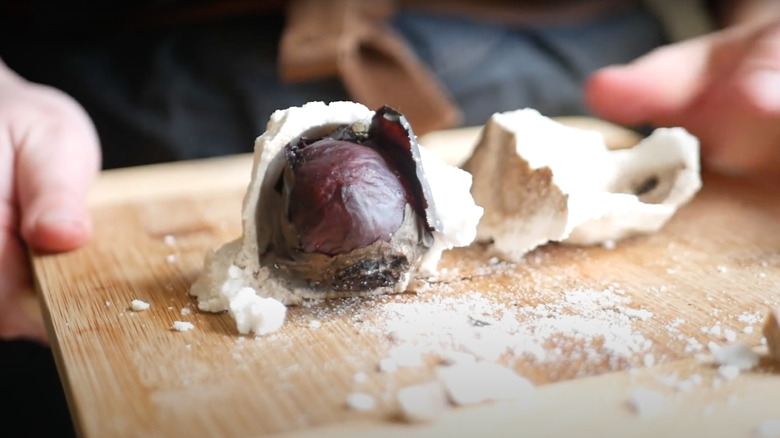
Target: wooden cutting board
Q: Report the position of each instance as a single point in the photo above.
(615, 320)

==

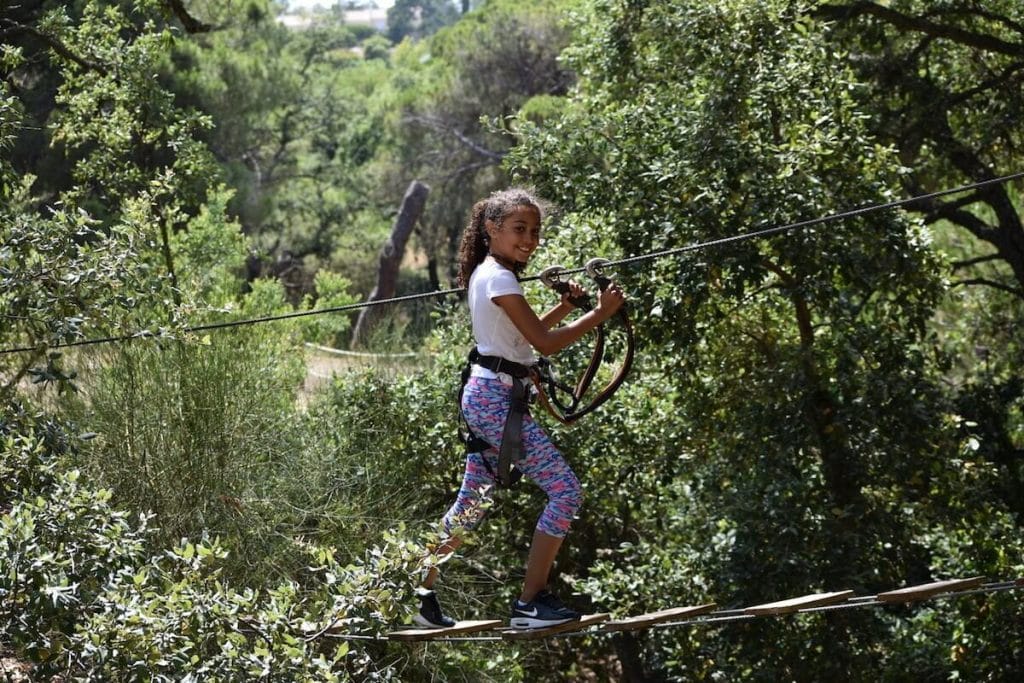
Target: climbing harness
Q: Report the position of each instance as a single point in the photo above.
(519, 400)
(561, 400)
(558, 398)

...

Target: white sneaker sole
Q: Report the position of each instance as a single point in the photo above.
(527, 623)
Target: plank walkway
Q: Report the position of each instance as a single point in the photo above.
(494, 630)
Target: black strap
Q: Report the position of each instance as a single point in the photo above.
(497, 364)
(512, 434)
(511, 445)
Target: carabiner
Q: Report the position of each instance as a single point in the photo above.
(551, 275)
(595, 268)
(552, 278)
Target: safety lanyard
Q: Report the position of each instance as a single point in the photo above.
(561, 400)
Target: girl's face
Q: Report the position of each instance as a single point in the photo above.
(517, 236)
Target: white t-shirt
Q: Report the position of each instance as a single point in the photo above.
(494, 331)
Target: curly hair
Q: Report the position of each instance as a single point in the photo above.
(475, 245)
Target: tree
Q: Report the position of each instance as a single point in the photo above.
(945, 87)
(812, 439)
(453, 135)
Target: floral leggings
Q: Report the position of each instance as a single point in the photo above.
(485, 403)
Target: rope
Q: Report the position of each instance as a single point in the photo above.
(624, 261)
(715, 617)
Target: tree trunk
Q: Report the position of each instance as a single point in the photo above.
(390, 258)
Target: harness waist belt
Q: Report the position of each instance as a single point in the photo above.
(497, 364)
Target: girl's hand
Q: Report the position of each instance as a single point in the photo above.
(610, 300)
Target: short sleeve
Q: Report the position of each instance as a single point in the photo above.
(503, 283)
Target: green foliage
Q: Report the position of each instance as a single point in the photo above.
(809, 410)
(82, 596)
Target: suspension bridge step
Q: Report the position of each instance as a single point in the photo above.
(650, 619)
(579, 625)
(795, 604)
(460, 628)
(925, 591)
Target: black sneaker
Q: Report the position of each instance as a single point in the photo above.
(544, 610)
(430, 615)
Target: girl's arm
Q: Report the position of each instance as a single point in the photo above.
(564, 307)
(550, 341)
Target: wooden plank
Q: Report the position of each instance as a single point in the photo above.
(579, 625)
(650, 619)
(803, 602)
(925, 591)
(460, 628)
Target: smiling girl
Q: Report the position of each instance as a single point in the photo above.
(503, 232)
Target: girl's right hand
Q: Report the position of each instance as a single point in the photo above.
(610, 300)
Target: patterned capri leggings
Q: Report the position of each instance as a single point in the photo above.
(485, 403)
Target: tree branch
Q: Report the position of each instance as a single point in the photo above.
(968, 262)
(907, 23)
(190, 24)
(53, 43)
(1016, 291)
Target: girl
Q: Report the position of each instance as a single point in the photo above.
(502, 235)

__Brief__
Count the lines of the items above that contain the string "wooden", treating uppercase and lowercase letters as distinct, and give only the number.

__Full answer__
2